**TEXT SHOWN**
God damnit, ok since i am not buying a PSU and Graphic card cause i am transferring them from the old PC i can go with the Master, see see what you did friend.



oxrufiioxo said:


> The X570 Aorus Ultra is basically the Same as the Z390 Master which is probably the best sub $300 intel motherboard.... The Taichi has a better VRM otherwise it is pretty similar to the ultra both 12 phase but 40a vs 50a power stages.
> 
> The master has 50a power stages controlled by a very expensive 16 phase voltage controller in a 12+2 configuration that gives it 14 independent phases. Every high end board minus the Aorus Master and Aorus Extreme use doublers to get their phase counts.
> 
> ...




man i don't know, when i checked the RAM prices this was good value kind of surprised by you guys, don't know how i missed it.

do you guys have any recommendations for things that i have to do to get the best out of my new pc?
i know i will have to flash bios, and planning on using the ryzen dram calculator or just set for XMP profile is all is ok.
do i need to enable some automatic overclocking features in bios or it is enabled by default?


----------



## Zach_01 (Oct 23, 2019)

oxrufiioxo said:


> The X570 Aorus Ultra is basically the Same as the Z390 Master which is probably the best sub $300 intel motherboard.... The Taichi has a better VRM otherwise it is pretty similar to the ultra both 12 phase but 40a vs 50a power stages.
> 
> The master has 50a power stages controlled by a very expensive 16 phase voltage controller in a 12+2 configuration that gives it 14 independent phases. Every high end board minus the Aorus Master and Aorus Extreme use doublers to get their phase counts.
> 
> ...


Yes the X570 Aorus ultra has the same VRM as the Z390 Master. The X570 Aorus Pro has them too... The seem a bit weaker than others (40A vs 50/60A) but they are extremely efficient (according to buildzoid). Ok I dont put a lot stress on them with the 3600, but the board could easely handle even the 3950X +OC. Of course is a doubling 14 phase = 12+2 = (6x2)+2
I've never see them above 45C with case fan right next to VRM HS with air temp about 29~30C.

**DATASET CONTENT**
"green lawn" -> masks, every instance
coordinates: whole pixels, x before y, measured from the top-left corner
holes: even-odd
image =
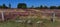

**YOUR TASKS**
1 - In the motherboard forum thread, how many independent phases does the 12+2 configuration give "The master"?
2 - Proceed with the motherboard forum thread, picking up right after its final sentence.

**RESPONSES FOR EACH TASK**
1 - It gives 14 independent phases.

2 -
By the way the VRM HS is a real fin HS and not some big chunk of metal. It was a plus for me for choosing this board and not the Aorus Elite because I'm planning an upgrade down the road to 12/16c.


----------



## oobymach (Oct 23, 2019)

rawadinozor said:


> do you guys have any recommendations for things that i have to do to get the best out of my new pc?
> i know i will have to flash bios, and planning on using the ryzen dram calculator or just set for XMP profile is all is ok.
> do i need to enable some automatic overclocking features in bios or it is enabled by default?


To get most out of your ram, set the fclk in bios to 1800 (half 3600) and it should run stable (most people achieve stability with 1800). You can always try overclocking fclk but to get the most out of it you also need to increase ram speed along with it making sure to keep the 2:1 ratio. Also manually set your rams voltage even when using xmp profile to ensure stability.


----------



## TheLostSwede (Oct 23, 2019)

oobymach said:


> To get most out of your ram, set the fclk in bios to 1800 (half 3600) and it should run stable (most people achieve stability with 1800). You can always try overclocking fclk but to get the most out of it you also need to increase ram speed along with it making sure to keep the 2:1 ratio. Also manually set your rams voltage even when using xmp profile to ensure stability.


Sorry, but 1800 is a piece of cake, the trickier one is 1900.


----------



## Zach_01 (Oct 23, 2019)

VRM test, 11 boards, 6 senarios (125W, 165W, 225W x all in and out of case)
And that 40A stage power of the Aorus Pro/Ultra was the second best in efficiency at 225W draw outperforming the ACE and Crosshair VIII.
VRM heat dissipation is another story but still was very nice.










EDIT: typo


----------



## oobymach (Oct 23, 2019)

TheLostSwede said:


> Sorry, but 1800 is a piece of cake, the trickier one is 1900.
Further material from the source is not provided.